Request: Starting at the beginning of the items and ending at the line that contains "120L210 119L198 124L186", copy the lines again with "concrete pavement" changed to "asphalt road" and nothing else altered. Leave the pictures out.

Source data
▬▬▬▬▬▬
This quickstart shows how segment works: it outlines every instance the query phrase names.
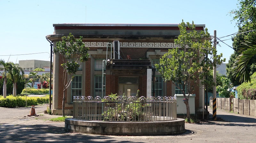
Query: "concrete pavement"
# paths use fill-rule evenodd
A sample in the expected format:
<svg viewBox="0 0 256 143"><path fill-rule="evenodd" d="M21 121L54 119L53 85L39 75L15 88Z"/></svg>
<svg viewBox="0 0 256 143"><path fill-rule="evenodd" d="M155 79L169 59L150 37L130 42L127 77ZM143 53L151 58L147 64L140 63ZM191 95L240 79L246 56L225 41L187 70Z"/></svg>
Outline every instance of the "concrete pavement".
<svg viewBox="0 0 256 143"><path fill-rule="evenodd" d="M223 120L210 119L198 124L186 123L187 132L183 134L116 136L66 132L64 122L49 120L60 116L43 113L47 105L35 106L36 113L41 116L30 118L26 115L30 108L0 108L0 143L256 142L256 118L219 110L217 117ZM208 109L212 113L212 109Z"/></svg>

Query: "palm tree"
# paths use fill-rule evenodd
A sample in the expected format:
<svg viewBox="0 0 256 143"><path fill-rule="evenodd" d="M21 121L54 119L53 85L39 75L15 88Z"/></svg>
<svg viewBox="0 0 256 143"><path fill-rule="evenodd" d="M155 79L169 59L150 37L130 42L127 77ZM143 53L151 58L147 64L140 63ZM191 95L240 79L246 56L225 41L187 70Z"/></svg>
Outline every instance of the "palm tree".
<svg viewBox="0 0 256 143"><path fill-rule="evenodd" d="M256 54L256 36L242 43L243 46L240 48L241 54L236 58L233 65L233 71L236 73L236 77L240 76L240 82L251 82L250 75L247 65L250 60Z"/></svg>
<svg viewBox="0 0 256 143"><path fill-rule="evenodd" d="M39 81L41 83L41 89L43 89L43 84L44 84L44 82L47 80L47 77L44 74L43 74L42 75L39 75L38 76L39 78Z"/></svg>
<svg viewBox="0 0 256 143"><path fill-rule="evenodd" d="M38 77L38 75L37 75L38 73L38 72L30 72L29 73L29 76L32 77L32 78L31 78L29 80L31 80L32 81L32 88L34 87L35 82L36 82L36 79L37 79L37 77Z"/></svg>
<svg viewBox="0 0 256 143"><path fill-rule="evenodd" d="M4 60L1 59L0 60L0 63L2 64L4 66L3 68L4 71L1 73L1 74L4 77L4 88L3 89L3 94L4 96L4 98L6 98L6 84L7 82L7 74L8 72L7 69L11 64L11 62L4 62Z"/></svg>
<svg viewBox="0 0 256 143"><path fill-rule="evenodd" d="M8 69L9 70L9 72L7 75L7 78L12 81L13 84L12 95L14 97L16 97L16 83L20 80L20 78L22 78L23 75L24 74L24 71L21 67L19 66L18 64L14 64L13 62L12 62L12 64ZM20 76L20 71L21 72L21 76Z"/></svg>

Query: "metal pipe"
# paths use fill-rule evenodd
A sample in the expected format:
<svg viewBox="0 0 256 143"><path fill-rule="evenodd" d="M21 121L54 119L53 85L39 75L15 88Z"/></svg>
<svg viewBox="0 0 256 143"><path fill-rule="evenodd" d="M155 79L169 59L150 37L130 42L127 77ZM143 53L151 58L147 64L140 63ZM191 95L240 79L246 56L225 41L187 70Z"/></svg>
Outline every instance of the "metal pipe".
<svg viewBox="0 0 256 143"><path fill-rule="evenodd" d="M104 61L105 62L105 64L106 65L107 65L107 62L106 62L106 60L103 60L102 61L102 96L101 97L103 97L103 89L104 86L106 86L106 85L104 85L104 83L103 82L104 82L104 74L105 74L105 75L106 74L106 73L104 73Z"/></svg>
<svg viewBox="0 0 256 143"><path fill-rule="evenodd" d="M50 41L47 39L47 37L46 36L45 36L45 38L46 38L46 39L49 42L49 43L50 43L51 46L51 60L50 60L50 62L51 63L51 66L50 66L50 97L49 97L49 100L50 100L50 103L49 105L49 107L50 108L50 109L52 109L52 46L53 45L53 44L52 43L52 42L51 42Z"/></svg>

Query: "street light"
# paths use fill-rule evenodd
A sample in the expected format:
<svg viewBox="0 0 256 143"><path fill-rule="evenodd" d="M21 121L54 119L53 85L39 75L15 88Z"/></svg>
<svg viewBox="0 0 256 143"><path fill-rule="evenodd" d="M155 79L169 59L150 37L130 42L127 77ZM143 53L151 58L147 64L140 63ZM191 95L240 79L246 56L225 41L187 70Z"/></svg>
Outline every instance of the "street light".
<svg viewBox="0 0 256 143"><path fill-rule="evenodd" d="M27 106L27 80L28 80L28 75L24 74L23 75L23 77L26 79L26 84L25 84L25 88L26 91L26 106Z"/></svg>

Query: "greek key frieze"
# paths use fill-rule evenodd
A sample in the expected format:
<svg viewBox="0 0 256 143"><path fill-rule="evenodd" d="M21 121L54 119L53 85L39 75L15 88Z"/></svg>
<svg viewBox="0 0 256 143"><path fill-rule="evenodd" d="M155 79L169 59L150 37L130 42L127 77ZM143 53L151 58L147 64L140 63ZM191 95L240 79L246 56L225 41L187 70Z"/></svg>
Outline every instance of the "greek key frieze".
<svg viewBox="0 0 256 143"><path fill-rule="evenodd" d="M109 42L85 42L84 43L85 46L89 47L106 47ZM119 43L121 47L170 48L178 46L173 43L127 42L120 42ZM112 46L114 46L113 43Z"/></svg>

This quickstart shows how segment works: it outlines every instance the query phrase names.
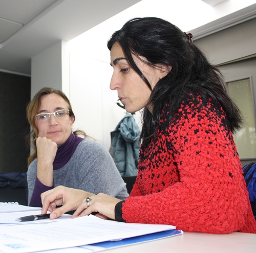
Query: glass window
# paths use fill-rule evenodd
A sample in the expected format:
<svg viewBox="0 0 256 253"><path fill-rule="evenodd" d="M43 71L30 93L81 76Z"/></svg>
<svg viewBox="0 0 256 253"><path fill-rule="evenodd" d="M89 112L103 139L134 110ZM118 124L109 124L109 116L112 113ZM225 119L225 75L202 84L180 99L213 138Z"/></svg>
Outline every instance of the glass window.
<svg viewBox="0 0 256 253"><path fill-rule="evenodd" d="M240 158L256 157L254 102L250 78L227 83L229 96L242 111L244 123L233 134Z"/></svg>

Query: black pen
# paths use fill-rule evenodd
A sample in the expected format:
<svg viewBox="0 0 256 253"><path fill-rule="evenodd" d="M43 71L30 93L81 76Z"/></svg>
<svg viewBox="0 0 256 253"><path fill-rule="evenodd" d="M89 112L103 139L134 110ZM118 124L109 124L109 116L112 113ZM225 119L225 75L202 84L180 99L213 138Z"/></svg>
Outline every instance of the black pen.
<svg viewBox="0 0 256 253"><path fill-rule="evenodd" d="M29 215L16 219L16 221L32 221L50 218L50 214L38 214L37 215Z"/></svg>

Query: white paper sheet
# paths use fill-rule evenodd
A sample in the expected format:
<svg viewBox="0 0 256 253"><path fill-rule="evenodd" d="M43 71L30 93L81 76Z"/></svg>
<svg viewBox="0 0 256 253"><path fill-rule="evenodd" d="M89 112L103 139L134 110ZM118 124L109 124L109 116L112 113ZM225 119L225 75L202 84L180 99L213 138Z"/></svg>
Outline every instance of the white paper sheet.
<svg viewBox="0 0 256 253"><path fill-rule="evenodd" d="M27 253L119 240L175 227L118 222L89 215L58 222L2 228L4 229L0 229L0 252Z"/></svg>

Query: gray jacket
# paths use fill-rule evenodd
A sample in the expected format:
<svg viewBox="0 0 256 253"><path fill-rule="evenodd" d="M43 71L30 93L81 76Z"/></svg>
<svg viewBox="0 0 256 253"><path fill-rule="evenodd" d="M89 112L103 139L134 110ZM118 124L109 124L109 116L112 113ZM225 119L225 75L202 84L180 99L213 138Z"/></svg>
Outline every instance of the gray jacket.
<svg viewBox="0 0 256 253"><path fill-rule="evenodd" d="M110 153L121 176L136 176L140 143L140 129L133 115L127 113L111 133Z"/></svg>

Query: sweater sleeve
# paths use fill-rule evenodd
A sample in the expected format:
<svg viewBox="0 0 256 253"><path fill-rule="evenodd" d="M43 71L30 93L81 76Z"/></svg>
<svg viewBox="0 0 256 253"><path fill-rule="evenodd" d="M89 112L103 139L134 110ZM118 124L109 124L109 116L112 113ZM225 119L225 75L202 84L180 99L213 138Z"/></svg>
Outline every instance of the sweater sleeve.
<svg viewBox="0 0 256 253"><path fill-rule="evenodd" d="M225 121L223 112L209 107L181 108L160 141L166 139L167 149L173 150L165 156L169 163L164 169L169 173L175 168L180 180L159 192L139 196L137 178L131 196L122 204L123 218L127 222L169 224L186 232L226 234L241 229L248 212L248 193ZM158 149L158 157L164 157ZM153 165L148 170L157 174ZM143 173L140 171L138 177Z"/></svg>

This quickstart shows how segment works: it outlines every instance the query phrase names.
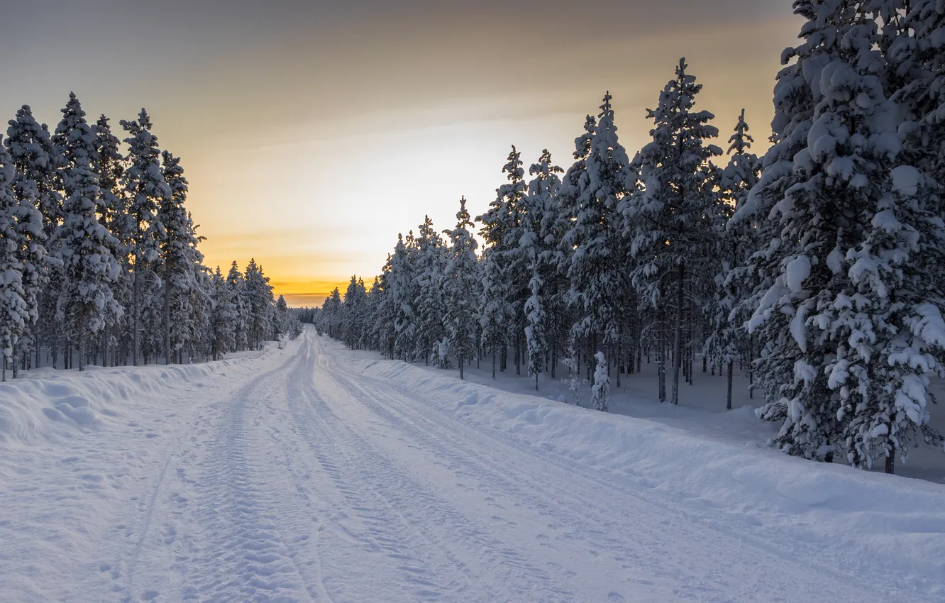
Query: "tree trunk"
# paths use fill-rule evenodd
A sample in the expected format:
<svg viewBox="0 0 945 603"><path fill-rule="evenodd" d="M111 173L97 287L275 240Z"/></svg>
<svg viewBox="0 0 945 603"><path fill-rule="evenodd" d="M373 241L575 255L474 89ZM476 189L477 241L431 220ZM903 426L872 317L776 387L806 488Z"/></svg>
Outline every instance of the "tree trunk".
<svg viewBox="0 0 945 603"><path fill-rule="evenodd" d="M679 404L679 369L682 365L682 283L686 267L679 264L679 282L676 285L676 334L673 342L673 398L674 405Z"/></svg>
<svg viewBox="0 0 945 603"><path fill-rule="evenodd" d="M164 271L164 364L171 363L171 287Z"/></svg>
<svg viewBox="0 0 945 603"><path fill-rule="evenodd" d="M85 320L78 319L78 371L85 370Z"/></svg>
<svg viewBox="0 0 945 603"><path fill-rule="evenodd" d="M892 475L892 474L894 474L896 473L896 451L895 450L893 450L888 455L886 455L885 473L889 474L890 475Z"/></svg>
<svg viewBox="0 0 945 603"><path fill-rule="evenodd" d="M726 401L727 401L725 405L726 410L731 410L731 365L732 364L734 364L734 362L732 360L729 360L729 386L728 386L729 389L728 389L728 394L726 396Z"/></svg>
<svg viewBox="0 0 945 603"><path fill-rule="evenodd" d="M492 342L492 379L495 379L495 353L497 350L495 349L495 342Z"/></svg>
<svg viewBox="0 0 945 603"><path fill-rule="evenodd" d="M138 282L138 263L141 260L139 254L135 254L134 257L134 268L132 269L132 280L131 280L131 313L133 315L131 320L131 364L135 367L138 366L138 334L141 331L141 304L139 303L140 299L140 289L141 286Z"/></svg>

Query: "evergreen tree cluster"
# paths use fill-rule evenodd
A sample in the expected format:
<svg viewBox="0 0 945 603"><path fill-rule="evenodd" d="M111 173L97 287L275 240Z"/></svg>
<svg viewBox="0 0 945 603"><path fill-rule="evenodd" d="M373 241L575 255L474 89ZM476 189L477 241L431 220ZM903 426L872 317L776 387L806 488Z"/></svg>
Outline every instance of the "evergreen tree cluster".
<svg viewBox="0 0 945 603"><path fill-rule="evenodd" d="M631 159L611 96L588 115L566 170L513 146L506 183L446 237L429 218L398 236L369 288L352 277L313 317L356 349L407 362L535 377L582 365L595 408L611 373L655 356L661 401L680 377L738 365L779 422L773 445L892 472L929 426L943 376L945 5L796 0L769 149L745 112L727 152L680 60L651 141ZM724 158L724 161L723 161ZM30 306L26 304L26 312ZM667 391L667 381L671 389Z"/></svg>
<svg viewBox="0 0 945 603"><path fill-rule="evenodd" d="M2 378L51 366L185 362L297 335L262 267L203 266L180 160L143 109L123 148L76 95L55 130L24 105L0 139Z"/></svg>

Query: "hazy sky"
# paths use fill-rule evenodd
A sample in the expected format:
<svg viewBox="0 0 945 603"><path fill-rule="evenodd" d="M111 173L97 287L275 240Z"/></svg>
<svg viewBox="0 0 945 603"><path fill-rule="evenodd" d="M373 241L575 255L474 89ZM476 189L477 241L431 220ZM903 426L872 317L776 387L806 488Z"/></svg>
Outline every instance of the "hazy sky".
<svg viewBox="0 0 945 603"><path fill-rule="evenodd" d="M485 211L510 145L566 167L607 90L632 156L680 57L761 150L799 26L790 0L0 2L0 116L54 128L74 91L120 130L146 107L207 264L255 257L295 304L369 280L424 214L452 227L461 195Z"/></svg>

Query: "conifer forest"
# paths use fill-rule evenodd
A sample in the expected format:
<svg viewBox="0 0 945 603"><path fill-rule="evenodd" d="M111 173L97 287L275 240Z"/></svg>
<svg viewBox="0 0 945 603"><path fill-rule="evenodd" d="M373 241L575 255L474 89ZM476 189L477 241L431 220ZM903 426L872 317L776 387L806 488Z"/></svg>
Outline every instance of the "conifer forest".
<svg viewBox="0 0 945 603"><path fill-rule="evenodd" d="M805 458L892 473L897 455L941 447L945 11L801 0L795 13L770 132L700 110L680 60L653 91L643 148L621 146L605 94L573 157L531 163L513 146L486 213L459 199L455 225L398 235L380 276L352 277L311 319L351 348L460 374L485 362L538 388L569 367L600 410L644 358L661 402L711 370L727 372L730 408L738 368L758 416L781 424L773 445Z"/></svg>

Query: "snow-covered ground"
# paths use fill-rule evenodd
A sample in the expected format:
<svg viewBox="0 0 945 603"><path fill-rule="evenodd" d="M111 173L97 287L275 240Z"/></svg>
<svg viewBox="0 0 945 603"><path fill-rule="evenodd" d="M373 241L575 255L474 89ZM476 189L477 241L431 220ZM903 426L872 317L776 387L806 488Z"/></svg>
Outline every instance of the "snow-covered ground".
▬▬▬▬▬▬
Response for this exercise:
This quickstart shows how segment works: it outlines every instance the query phrase names.
Query: "asphalt road"
# paths use fill-rule evenodd
A sample in the expected format:
<svg viewBox="0 0 256 143"><path fill-rule="evenodd" d="M21 121L54 119L53 85L39 75L15 88Z"/></svg>
<svg viewBox="0 0 256 143"><path fill-rule="evenodd" d="M155 79L169 59L150 37L130 42L127 77ZM143 53L151 58L147 64L140 63ZM191 95L240 79L246 56L225 41L187 70Z"/></svg>
Outline every instance of the "asphalt road".
<svg viewBox="0 0 256 143"><path fill-rule="evenodd" d="M223 120L210 119L198 124L186 123L187 132L183 134L116 136L66 132L64 122L49 120L60 116L43 113L47 105L35 106L36 113L41 116L30 118L26 115L30 108L0 108L0 143L256 142L256 118L219 110L217 117ZM208 109L212 113L212 109Z"/></svg>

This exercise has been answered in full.